**STUDY MATERIAL**.
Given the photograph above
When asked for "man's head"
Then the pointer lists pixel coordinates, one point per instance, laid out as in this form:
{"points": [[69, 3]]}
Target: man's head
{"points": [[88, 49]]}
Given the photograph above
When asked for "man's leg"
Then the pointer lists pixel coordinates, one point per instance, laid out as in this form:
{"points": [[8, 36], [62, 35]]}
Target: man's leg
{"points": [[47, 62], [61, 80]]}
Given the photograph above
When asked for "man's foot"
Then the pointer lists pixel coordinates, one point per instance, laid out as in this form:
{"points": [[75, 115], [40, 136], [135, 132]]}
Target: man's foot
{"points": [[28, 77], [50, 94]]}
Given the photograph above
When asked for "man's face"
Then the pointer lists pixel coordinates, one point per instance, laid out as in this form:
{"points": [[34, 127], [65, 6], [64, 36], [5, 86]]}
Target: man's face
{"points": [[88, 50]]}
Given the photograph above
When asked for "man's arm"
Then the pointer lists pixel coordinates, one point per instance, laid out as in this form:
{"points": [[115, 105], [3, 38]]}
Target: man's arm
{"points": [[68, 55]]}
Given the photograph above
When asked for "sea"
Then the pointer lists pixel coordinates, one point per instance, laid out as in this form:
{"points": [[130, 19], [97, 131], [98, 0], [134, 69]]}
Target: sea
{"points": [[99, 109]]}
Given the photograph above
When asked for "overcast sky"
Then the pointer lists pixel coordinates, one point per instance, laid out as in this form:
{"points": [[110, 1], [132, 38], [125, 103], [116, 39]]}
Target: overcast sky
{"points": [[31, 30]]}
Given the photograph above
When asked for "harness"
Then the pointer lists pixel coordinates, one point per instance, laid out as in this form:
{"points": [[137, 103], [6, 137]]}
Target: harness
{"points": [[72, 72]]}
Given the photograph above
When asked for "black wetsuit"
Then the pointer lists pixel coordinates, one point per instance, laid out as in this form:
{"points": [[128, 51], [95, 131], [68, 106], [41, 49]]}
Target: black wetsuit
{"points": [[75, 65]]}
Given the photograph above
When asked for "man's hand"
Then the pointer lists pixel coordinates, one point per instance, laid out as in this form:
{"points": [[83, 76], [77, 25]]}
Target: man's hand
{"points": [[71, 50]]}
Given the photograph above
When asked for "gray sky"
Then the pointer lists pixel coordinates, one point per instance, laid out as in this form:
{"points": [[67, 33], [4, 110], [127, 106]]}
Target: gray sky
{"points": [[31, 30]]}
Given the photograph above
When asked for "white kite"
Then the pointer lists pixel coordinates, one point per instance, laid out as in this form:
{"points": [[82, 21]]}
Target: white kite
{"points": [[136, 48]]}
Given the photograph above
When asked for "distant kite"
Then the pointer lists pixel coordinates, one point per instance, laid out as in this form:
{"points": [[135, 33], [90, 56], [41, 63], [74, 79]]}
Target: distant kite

**THE TASK**. Repeat the data precisely, line by line.

**ANSWER TO THIS TASK**.
Given the photograph above
When asked for "man's head"
Then the pointer lists pixel coordinates, one point per instance, laid out as in this form:
{"points": [[69, 3]]}
Target: man's head
{"points": [[88, 49]]}
Given the photograph above
When asked for "man's leg"
Then the pointer lists pixel coordinates, one point per instance, laid out as in this form:
{"points": [[8, 36], [62, 35]]}
Target: man's leg
{"points": [[47, 62], [61, 80]]}
Given the photograph above
When asked for "man's foot"
Then the pointer lists pixel coordinates, one point per instance, laid out as in this form:
{"points": [[75, 115], [40, 136], [135, 132]]}
Target: man's foot
{"points": [[28, 77], [50, 94]]}
Given the photograph above
When asked for "man's face"
Then the pointer lists pixel coordinates, one point per instance, laid out as in this form:
{"points": [[34, 127], [65, 6], [64, 36], [5, 86]]}
Target: man's face
{"points": [[88, 50]]}
Given the photograph above
When asked for "man's arm"
Then the pointer lists pixel coordinates, one point per instance, laid out as in this form:
{"points": [[115, 105], [3, 38]]}
Target: man's arm
{"points": [[68, 55]]}
Given the photograph above
When asked for "sea"
Then the pointer lists pixel coordinates, one point per instance, laid out as in this form:
{"points": [[130, 19], [97, 131], [98, 0], [134, 69]]}
Target: sea
{"points": [[99, 109]]}
Given the photograph above
When asked for "overcast sky"
Then the pointer lists pixel coordinates, one point per instance, laid out as in this form:
{"points": [[110, 1], [132, 38], [125, 103], [116, 39]]}
Target: overcast sky
{"points": [[31, 30]]}
Given the photograph above
When asked for "harness"
Then the pointer lists pixel coordinates, one point per instance, laid out as in this form:
{"points": [[137, 103], [6, 137]]}
Target: harness
{"points": [[72, 72]]}
Given the photograph above
When asked for "black wetsuit"
Then the pointer lists pixel coordinates, one point per instance, laid out as in this form:
{"points": [[128, 51], [95, 131], [68, 106], [41, 49]]}
Target: black wetsuit
{"points": [[75, 65]]}
Given the photograph above
When asked for "man's hand"
Then the pointer lists pixel coordinates, one point per instance, laid out as in this form:
{"points": [[83, 76], [77, 25]]}
Target: man's hand
{"points": [[71, 50]]}
Given the photograph above
When asked for "gray sky"
Then the pointer lists pixel coordinates, one point per instance, laid out as in this form:
{"points": [[67, 33], [4, 110], [127, 106]]}
Target: gray sky
{"points": [[31, 30]]}
Given the photograph above
When asked for "white kite"
Then the pointer lists pixel coordinates, one point per instance, laid out as in this form:
{"points": [[82, 21]]}
Target: white kite
{"points": [[136, 48]]}
Given the photograph above
When asked for "distant kite"
Then the pointer lists pixel coordinates, one point per instance, laid out as in this form:
{"points": [[135, 33], [90, 56], [41, 63], [74, 79]]}
Target: distant kite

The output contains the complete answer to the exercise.